Short problem = Reproduce the material below word for word, with no changes.

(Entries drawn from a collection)
▼
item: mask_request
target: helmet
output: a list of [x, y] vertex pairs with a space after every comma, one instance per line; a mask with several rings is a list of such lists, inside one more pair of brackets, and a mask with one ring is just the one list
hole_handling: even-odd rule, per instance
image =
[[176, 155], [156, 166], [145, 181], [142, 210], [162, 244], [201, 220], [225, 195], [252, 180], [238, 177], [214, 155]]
▲
Result =
item: mask_request
target: helmet
output: a list of [x, y] vertex pairs with a space after every comma, one instance per line; a mask with several rings is a list of such lists, inside one more pair of brackets, and a mask with one ring is just the one list
hole_handling: even-odd rule, per instance
image =
[[176, 155], [156, 166], [145, 181], [142, 210], [162, 244], [201, 220], [225, 195], [252, 180], [238, 177], [214, 155]]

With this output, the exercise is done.